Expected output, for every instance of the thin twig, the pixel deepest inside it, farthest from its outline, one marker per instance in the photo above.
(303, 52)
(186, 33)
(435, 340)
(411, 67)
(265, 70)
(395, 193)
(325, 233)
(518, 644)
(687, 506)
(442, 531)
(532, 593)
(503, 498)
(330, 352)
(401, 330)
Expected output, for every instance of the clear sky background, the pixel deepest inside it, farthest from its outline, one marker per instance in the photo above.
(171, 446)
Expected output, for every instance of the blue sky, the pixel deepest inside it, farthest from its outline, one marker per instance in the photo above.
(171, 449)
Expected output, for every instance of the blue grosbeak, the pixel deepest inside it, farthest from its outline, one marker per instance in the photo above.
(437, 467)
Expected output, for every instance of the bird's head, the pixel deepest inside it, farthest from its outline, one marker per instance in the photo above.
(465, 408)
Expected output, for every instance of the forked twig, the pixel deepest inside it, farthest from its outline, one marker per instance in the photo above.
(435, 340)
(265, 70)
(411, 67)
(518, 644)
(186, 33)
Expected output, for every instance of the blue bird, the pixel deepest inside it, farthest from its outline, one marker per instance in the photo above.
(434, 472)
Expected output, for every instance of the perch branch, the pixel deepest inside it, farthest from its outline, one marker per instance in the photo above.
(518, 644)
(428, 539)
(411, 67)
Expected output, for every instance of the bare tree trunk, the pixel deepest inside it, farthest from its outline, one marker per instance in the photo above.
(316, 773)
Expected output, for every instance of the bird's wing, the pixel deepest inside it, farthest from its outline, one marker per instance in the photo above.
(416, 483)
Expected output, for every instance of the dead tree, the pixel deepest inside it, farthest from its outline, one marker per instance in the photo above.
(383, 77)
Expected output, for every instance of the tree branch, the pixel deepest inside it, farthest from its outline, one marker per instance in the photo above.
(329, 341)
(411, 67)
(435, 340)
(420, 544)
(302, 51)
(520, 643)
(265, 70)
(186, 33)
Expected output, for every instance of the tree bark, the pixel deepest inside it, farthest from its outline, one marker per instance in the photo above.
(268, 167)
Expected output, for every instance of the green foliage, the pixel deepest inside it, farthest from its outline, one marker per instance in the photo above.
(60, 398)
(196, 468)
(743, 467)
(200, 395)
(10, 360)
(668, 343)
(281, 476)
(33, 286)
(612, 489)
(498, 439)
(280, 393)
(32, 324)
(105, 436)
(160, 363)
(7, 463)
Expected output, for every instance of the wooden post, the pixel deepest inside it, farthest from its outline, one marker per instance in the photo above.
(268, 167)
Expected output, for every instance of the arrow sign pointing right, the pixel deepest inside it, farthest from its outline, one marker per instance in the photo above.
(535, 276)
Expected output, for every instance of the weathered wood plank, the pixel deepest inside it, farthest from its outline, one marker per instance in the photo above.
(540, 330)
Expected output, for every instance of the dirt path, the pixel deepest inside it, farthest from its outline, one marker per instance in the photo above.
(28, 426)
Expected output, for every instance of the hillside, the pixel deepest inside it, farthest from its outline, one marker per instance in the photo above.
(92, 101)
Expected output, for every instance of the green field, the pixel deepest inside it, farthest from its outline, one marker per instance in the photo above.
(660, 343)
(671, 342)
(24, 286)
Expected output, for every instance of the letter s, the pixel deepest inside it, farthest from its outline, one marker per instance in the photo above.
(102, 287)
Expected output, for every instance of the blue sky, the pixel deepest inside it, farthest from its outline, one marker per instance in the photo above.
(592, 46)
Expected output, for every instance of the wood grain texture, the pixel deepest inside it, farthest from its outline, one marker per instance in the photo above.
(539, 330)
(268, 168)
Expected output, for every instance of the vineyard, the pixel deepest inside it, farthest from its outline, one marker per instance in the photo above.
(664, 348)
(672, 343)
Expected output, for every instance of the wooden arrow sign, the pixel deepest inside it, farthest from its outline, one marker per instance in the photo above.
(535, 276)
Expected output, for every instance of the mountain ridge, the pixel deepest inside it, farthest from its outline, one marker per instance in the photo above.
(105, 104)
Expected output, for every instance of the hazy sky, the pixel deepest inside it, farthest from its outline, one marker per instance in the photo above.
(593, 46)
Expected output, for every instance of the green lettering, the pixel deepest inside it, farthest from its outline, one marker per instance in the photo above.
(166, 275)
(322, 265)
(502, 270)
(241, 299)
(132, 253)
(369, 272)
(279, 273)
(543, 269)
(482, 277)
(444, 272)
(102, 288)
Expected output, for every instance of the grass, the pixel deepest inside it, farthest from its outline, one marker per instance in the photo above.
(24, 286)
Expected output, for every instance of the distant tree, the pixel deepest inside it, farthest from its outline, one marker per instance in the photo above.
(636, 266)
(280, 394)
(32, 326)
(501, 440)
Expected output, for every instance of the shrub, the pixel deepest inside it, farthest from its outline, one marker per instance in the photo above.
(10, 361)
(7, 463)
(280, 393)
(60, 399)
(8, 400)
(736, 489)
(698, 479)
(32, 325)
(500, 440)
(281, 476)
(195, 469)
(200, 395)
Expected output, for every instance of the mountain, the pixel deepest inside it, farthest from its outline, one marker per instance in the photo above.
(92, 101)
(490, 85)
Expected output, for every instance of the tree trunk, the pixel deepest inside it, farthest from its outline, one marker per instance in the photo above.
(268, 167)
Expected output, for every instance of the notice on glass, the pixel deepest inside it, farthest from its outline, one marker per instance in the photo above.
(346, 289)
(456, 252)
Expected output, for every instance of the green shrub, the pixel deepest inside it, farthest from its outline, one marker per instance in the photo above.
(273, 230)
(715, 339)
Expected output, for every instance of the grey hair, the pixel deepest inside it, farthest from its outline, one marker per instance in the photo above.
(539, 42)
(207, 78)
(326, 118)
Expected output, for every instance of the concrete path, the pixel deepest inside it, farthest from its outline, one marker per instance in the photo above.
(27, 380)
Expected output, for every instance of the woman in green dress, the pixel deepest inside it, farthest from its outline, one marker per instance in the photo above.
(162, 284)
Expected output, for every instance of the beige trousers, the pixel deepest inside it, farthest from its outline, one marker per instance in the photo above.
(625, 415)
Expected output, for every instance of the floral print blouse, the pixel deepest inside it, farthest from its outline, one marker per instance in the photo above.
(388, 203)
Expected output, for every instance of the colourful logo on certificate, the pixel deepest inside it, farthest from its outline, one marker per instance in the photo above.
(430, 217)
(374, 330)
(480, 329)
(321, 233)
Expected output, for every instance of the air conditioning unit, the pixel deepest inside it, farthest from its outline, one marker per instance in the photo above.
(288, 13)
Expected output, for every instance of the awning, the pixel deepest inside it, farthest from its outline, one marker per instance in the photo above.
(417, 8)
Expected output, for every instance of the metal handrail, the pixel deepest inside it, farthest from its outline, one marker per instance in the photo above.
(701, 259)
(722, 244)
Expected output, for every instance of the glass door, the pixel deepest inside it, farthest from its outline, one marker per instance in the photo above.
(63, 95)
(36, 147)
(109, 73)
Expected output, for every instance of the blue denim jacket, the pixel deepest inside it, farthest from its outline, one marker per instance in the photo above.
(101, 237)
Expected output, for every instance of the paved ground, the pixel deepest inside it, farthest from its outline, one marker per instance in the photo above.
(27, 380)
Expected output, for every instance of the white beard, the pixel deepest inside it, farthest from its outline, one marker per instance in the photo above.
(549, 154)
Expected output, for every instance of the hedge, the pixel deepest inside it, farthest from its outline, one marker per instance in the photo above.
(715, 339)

────────

# Set problem:
Output the lines above verbatim and in full.

# Correct output:
Expected output, for every instance of the thin twig, the pixel deepest inside it, farthest from its outline, one marker per instance in the photo above.
(303, 52)
(186, 33)
(435, 340)
(411, 67)
(265, 70)
(395, 193)
(325, 233)
(518, 644)
(687, 506)
(442, 531)
(532, 593)
(503, 498)
(330, 352)
(401, 330)
Expected output, for every instance of the clear sky background, the pixel deepest inside it, farthest from its outline, one marker per instance in the photo above.
(171, 446)
Expected output, for every instance of the blue sky, the pixel deepest inside it, farthest from its outline, one marker per instance in the photo above.
(171, 449)
Expected output, for every instance of the blue grosbeak, the pixel deepest inside it, farthest from its outline, one marker per instance in the photo above.
(437, 467)
Expected output, for every instance of the bird's head, the pixel deepest inside it, farthest from its outline, one marker per instance in the photo above.
(465, 408)
Expected output, for every instance of the forked twig, the pixel deepest inside it, farthest from its outline, one marker per instance in the photo above.
(435, 340)
(265, 70)
(411, 67)
(518, 644)
(186, 33)
Expected output, for every instance of the blue bird, the pixel deepest inside it, farthest from its outline, one marker per instance in the photo above.
(434, 472)
Expected output, for every instance of the perch branch, the pixel deepest inside it, farthest from its outline, one marker per instance in the photo above.
(518, 644)
(428, 539)
(411, 67)
Expected output, for every instance of the bare tree trunk, the pixel deepest inside it, farthest from its outline, one marker per instance in the photo above.
(316, 773)
Expected output, for every instance of the bird's wing, the pixel deepest inside it, farthest from its outline, one marker per instance in the photo above.
(416, 483)
Expected output, for every instance of the dead tree, the pixel deepest inside it, farthest from its outline, one marker per instance in the photo above.
(383, 77)
Expected output, for every instance of the tree branch, the pixel deepest inside it, farthest from its outline, one marker per instance in the photo above.
(329, 341)
(411, 67)
(435, 340)
(420, 544)
(302, 51)
(520, 643)
(265, 70)
(186, 33)
Expected output, for every instance of the tree bark, the pixel deepest inside it, farthest from its outline, one marker per instance in the photo above.
(268, 167)
Expected output, for every instance of the green foliage, the pixel deepest inside it, farthest from its outline, one marker per instance in the photo above.
(60, 398)
(196, 468)
(743, 467)
(200, 395)
(10, 360)
(668, 343)
(281, 476)
(33, 286)
(612, 489)
(498, 439)
(280, 393)
(32, 324)
(105, 436)
(160, 363)
(7, 463)
Expected output, for every instance of the wooden post, the pixel deepest inside it, farthest from its outline, one marker per instance in the photo above.
(268, 167)
Expected output, for every instance of the arrow sign pointing right, the pixel deepest inside it, farthest from its outline, one marker per instance in the photo above.
(535, 276)
Expected output, for every instance of the weathered wood plank, the pixel deepest inside it, farthest from its outline, one marker per instance in the photo above.
(540, 330)
Expected output, for every instance of the dirt path, the pixel deepest inside it, farthest from its outline, one marker per instance in the photo above.
(28, 426)
Expected output, for every instance of the hillside, the pixel deepest inside it, farthest from its outline, one marker per instance in the photo above.
(92, 101)
Expected output, for every instance of the green field, the pixel deepest inside it, farthest from its outline, one marker per instance in the photo above.
(660, 343)
(671, 342)
(24, 286)
Expected output, for every instance of the letter s, the pixel deepest inside it, farthest from its outline, one marker per instance in the photo above.
(102, 287)
Expected output, for every instance of the blue sky, the pixel deepest inside it, farthest from its outline, one marker per instance in the photo above.
(592, 46)
Expected output, for every instance of the wood grain texture, the pixel deepest inside it, farthest from its outline, one marker per instance in the photo above.
(539, 330)
(268, 168)
Expected output, for every instance of the vineyard, the pixel deepest inside it, farthest from its outline, one marker per instance in the photo above.
(664, 348)
(672, 343)
Expected output, for every instance of the wooden arrow sign, the pixel deepest inside it, farthest from its outline, one marker per instance in the photo above.
(535, 276)
Expected output, for every instance of the mountain ridge, the pixel deepest inside it, farthest from its outline, one marker per instance in the photo above.
(105, 104)
Expected output, for every instance of the hazy sky, the pixel deepest inside it, farthest from its outline, one marker per instance in the photo above.
(593, 46)
Expected output, for every instance of the green lettering, the pixel deepest inside it, farthest from its outline, one marker per instance in the photo above.
(166, 275)
(322, 265)
(502, 270)
(241, 299)
(132, 253)
(369, 272)
(279, 273)
(543, 269)
(482, 277)
(444, 272)
(102, 288)
Expected output, for every instance of the grass, the pixel deepest inside it, farthest from its outline, one marker per instance in the photo above.
(24, 286)
Expected output, for every instance of the distant tree, the pixel deepest inside it, farthest from its outline, one marker per instance in the photo above.
(636, 266)
(280, 394)
(32, 326)
(501, 440)
Expected output, for every instance of the shrub, the pixel deepest inside it, farthest from its outline, one marker per instance in the photo above.
(10, 361)
(7, 463)
(280, 393)
(60, 399)
(8, 400)
(736, 489)
(698, 479)
(32, 325)
(500, 440)
(281, 476)
(195, 469)
(200, 395)
Expected output, for every instance of the mountain, the pixel deepest inside it, farthest from its outline, one marker per instance in the photo above.
(92, 101)
(490, 85)
Expected output, for every instance of the tree trunk, the pixel deepest inside it, farthest from its outline, one marker per instance in the photo above.
(268, 167)
Expected output, for every instance of the notice on glass, the pixel deepest inside it, farthest from its outline, one marker per instance in the photo above.
(346, 289)
(456, 252)
Expected output, for every instance of the green shrub, the pixel deepest inside it, farthest from its outline, one marker per instance in the photo above.
(273, 230)
(715, 339)
Expected output, for every instance of the grey hair, the pixel deepest inside it, farthest from its outline, one marker per instance in the photo above.
(539, 42)
(207, 78)
(326, 118)
Expected output, for every instance of the concrete path, the pixel deepest inside it, farthest from its outline, one marker per instance in the photo above.
(27, 380)
Expected output, for every instance of the woman in green dress, the pixel deepest inside it, farthest from its outline, one marker per instance in the photo above.
(162, 284)
Expected output, for every instance of the beige trousers, the pixel deepest inside it, farthest from its outline, one marker per instance in the photo above.
(625, 415)
Expected output, for every instance of the floral print blouse, the pixel deepest inside it, farthest from its outline, one marker per instance in the photo above.
(388, 203)
Expected output, for every instance of the colourful logo on certificate, the pixel deepest inside it, farthest from its outline, one marker per instance in the photo above.
(430, 217)
(374, 330)
(480, 329)
(321, 233)
Expected output, for every instance of the air conditioning unit, the pixel deepest inside it, farthest from its outline, one marker per instance in the photo above.
(288, 13)
Expected output, for every instance of the awning, the pixel deepest inside it, farthest from its outline, one marker per instance in the photo above.
(417, 8)
Expected output, for every instance of the metal handrail, the pixel deepest inside it, farthest from its outline, one marker per instance in the photo above.
(701, 259)
(722, 244)
Expected output, for every instance of the glass door, the pixel deepest inside it, farthest from its outline, one marker per instance in the photo above.
(63, 95)
(36, 147)
(109, 73)
Expected output, for every instance of the blue denim jacket, the pixel deepest inside it, farthest from its outline, one marker per instance in the photo above.
(101, 237)
Expected output, for every instance of the paved ground, the pixel deepest inside it, farthest from its outline, one marker per instance in the photo above.
(27, 380)
Expected output, for every instance of the white beard, the pixel deepest inside it, farthest from its outline, one marker per instance in the photo above.
(549, 154)
Expected output, for every instance of the hedge, the pixel deepest inside it, farthest from its outline, one marker per instance in the photo above.
(715, 339)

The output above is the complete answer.